------ Exercise text
The coastal periphery was the home to some of the world's earliest known civilizations, with each of the three regions developing early civilizations around fertile river valleys. These valleys were fertile because the soil there was rich and could bear many root crops. The civilizations in Mesopotamia, the Indus Valley, and China shared many similarities and likely exchanged technologies and ideas such as mathematics and the wheel. Other notions such as that of writing likely developed individually in each area. Cities, states and then empires developed in these lowlands.
The steppe region had long been inhabited by mounted nomads, and from the central steppes they could reach all areas of the Asian continent. The northern part of the continent, covering much of Siberia was also inaccessible to the steppe nomads due to the dense forests and the tundra. These areas in Siberia were very sparsely populated.
The centre and periphery were kept separate by mountains and deserts. The Caucasus, Himalaya, Karakum Desert, and Gobi Desert formed barriers that the steppe horsemen could only cross with difficulty. While technologically and culturally the city dwellers were more advanced, they could do little militarily to defend against the mounted hordes of the steppe. However, the lowlands did not have enough open grasslands to support a large horsebound force. Thus the nomads who conquered states in the Middle East were soon forced to adapt to the local societies.
Asia's history would feature major developments seen in other parts of the world, as well as events that would affect those other regions. These include the trade of the Silk Road, which spread cultures, languages, religion, and disease throughout Afro-Eurasian trade. Another major advancement was the innovation of gunpowder in medieval China, which led to advanced warfare through the use of guns.
------------
------ Data excerpts
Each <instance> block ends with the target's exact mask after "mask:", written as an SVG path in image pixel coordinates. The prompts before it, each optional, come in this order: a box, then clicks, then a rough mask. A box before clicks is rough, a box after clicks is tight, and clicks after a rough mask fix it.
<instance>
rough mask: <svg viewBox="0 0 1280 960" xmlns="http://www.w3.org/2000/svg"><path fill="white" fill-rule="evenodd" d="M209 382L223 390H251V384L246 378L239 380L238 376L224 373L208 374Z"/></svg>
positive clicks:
------------
------ Data excerpts
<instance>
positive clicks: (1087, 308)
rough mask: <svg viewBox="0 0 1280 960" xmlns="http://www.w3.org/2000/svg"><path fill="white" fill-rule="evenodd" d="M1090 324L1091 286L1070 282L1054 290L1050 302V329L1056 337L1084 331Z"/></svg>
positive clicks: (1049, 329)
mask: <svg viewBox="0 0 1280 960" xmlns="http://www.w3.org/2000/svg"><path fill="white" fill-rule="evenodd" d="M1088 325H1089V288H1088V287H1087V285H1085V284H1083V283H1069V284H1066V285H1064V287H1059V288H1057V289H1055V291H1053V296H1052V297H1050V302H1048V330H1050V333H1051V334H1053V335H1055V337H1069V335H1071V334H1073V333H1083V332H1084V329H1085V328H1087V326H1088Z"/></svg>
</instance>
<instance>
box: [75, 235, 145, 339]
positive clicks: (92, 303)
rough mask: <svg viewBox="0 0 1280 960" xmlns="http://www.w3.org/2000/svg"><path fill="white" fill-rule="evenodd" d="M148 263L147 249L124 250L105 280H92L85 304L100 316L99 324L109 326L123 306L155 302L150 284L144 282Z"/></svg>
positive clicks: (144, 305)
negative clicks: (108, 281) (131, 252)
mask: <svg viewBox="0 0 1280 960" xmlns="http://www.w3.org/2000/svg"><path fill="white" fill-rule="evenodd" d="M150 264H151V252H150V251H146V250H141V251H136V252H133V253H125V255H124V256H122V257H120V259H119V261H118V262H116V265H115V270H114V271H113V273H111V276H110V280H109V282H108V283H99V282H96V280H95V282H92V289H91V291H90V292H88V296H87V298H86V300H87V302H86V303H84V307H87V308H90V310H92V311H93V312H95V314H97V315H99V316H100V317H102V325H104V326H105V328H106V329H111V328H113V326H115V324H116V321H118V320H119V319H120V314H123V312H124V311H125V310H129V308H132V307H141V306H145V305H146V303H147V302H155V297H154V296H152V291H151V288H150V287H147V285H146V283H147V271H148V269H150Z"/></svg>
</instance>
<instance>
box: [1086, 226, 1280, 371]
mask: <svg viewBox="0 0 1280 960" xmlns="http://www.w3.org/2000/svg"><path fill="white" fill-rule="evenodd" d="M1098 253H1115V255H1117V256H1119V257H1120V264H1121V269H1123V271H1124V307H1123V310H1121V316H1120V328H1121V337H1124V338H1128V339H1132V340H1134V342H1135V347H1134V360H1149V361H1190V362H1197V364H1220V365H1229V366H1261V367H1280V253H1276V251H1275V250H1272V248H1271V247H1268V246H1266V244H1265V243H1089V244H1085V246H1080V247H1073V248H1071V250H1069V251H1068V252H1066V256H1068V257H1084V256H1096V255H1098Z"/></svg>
------------
Task item
Reproduce the passage about Asia's history from "The coastal periphery" up to and including "in these lowlands.", keeping every word and mark unchanged. Rely only on the passage about Asia's history, not on the records.

Solution to this task
The coastal periphery was the home to some of the world's earliest known civilizations, with each of the three regions developing early civilizations around fertile river valleys. These valleys were fertile because the soil there was rich and could bear many root crops. The civilizations in Mesopotamia, the Indus Valley, and China shared many similarities and likely exchanged technologies and ideas such as mathematics and the wheel. Other notions such as that of writing likely developed individually in each area. Cities, states and then empires developed in these lowlands.